* _DATA TO PROCESS_
◆ ◆ ◆

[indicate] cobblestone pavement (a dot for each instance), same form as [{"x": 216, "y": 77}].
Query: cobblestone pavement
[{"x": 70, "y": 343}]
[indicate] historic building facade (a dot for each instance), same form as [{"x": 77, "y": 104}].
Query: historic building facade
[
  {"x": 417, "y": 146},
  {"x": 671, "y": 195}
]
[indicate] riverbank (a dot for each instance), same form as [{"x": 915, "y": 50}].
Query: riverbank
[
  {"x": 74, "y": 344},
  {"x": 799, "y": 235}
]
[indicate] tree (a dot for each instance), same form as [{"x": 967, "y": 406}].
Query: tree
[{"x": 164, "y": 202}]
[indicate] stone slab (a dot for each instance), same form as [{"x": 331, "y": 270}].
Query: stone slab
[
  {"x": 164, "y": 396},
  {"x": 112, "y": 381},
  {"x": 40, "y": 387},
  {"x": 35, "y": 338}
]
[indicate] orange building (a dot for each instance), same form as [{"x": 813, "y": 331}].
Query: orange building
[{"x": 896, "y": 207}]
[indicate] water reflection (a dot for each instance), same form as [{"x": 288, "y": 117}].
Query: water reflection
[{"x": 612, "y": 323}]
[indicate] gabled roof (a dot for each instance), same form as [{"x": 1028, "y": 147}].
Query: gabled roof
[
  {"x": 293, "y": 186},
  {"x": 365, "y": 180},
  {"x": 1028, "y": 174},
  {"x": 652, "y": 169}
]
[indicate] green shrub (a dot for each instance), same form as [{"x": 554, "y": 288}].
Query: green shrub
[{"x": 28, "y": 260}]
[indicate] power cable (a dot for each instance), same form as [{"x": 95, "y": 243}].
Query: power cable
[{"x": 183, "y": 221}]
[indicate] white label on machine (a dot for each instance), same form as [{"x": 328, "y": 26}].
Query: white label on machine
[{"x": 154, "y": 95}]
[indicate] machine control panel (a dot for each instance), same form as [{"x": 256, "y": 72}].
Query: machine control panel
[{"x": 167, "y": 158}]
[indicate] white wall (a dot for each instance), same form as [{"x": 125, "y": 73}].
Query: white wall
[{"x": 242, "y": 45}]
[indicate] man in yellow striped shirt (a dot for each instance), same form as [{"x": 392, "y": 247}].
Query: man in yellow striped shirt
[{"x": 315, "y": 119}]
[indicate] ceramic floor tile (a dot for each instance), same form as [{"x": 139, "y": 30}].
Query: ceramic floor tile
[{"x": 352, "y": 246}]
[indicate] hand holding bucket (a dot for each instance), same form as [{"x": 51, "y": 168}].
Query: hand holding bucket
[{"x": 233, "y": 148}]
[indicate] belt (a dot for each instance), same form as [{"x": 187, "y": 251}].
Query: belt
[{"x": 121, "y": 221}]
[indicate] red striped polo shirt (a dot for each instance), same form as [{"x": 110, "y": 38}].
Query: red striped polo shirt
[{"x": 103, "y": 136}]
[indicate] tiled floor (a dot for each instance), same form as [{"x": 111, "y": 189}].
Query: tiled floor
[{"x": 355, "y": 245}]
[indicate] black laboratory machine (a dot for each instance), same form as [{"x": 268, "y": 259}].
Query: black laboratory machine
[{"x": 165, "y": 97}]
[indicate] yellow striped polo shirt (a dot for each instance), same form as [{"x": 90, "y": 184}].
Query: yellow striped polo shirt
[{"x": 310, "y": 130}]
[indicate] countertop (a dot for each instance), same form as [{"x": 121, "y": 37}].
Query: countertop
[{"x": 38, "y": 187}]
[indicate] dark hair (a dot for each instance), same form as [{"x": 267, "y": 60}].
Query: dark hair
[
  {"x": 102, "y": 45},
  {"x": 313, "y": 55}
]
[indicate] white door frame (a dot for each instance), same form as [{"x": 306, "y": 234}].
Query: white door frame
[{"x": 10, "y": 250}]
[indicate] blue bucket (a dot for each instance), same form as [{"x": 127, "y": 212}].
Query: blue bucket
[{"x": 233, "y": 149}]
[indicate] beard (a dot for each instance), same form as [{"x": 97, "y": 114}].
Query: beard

◆ ◆ ◆

* _EXERCISE DETAILS_
Show each line of the material where the word "beard" occurs.

* _RESPONSE BOX_
[indicate] beard (a dot for each instance), same form as [{"x": 97, "y": 114}].
Query: beard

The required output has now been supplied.